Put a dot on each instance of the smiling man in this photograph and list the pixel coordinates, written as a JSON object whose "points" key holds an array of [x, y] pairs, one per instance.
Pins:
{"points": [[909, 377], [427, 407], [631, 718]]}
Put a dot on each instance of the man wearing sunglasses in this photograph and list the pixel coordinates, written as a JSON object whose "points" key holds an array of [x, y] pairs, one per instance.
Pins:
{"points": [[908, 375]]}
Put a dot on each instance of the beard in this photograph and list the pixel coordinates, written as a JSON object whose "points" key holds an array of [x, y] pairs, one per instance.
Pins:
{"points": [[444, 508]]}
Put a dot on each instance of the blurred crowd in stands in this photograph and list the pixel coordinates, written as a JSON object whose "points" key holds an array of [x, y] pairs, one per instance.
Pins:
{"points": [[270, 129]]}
::::::::
Exercise instructions
Copy the whole listing above line for line, without changing a single character.

Worked answer
Put a dot on each instance of the smiling man in this photograph and list the pixel coordinates, written as a JSON object whose "points" key holds an array of [x, y] pairs, one per instance.
Pins:
{"points": [[909, 377], [427, 407], [631, 718]]}
Put a dot on each instance of the man wearing sunglasses in this photograph and list the pixel coordinates, written as a JSON object whose "points" key holds an array of [x, y] pairs, one per instance.
Pins:
{"points": [[908, 375]]}
Put a dot on each instance of the beard in this photograph and list the pixel coordinates, written as a JSON object whose "points" key holds an array of [x, y] pairs, one per instance.
Pins:
{"points": [[444, 508]]}
Put a dot on each instance of the blurred crowd in stands in this photograph and list the pixel coordinates, written as a JSON object whose "points" key holds an array of [x, y] pairs, one per instance.
Pins:
{"points": [[270, 129]]}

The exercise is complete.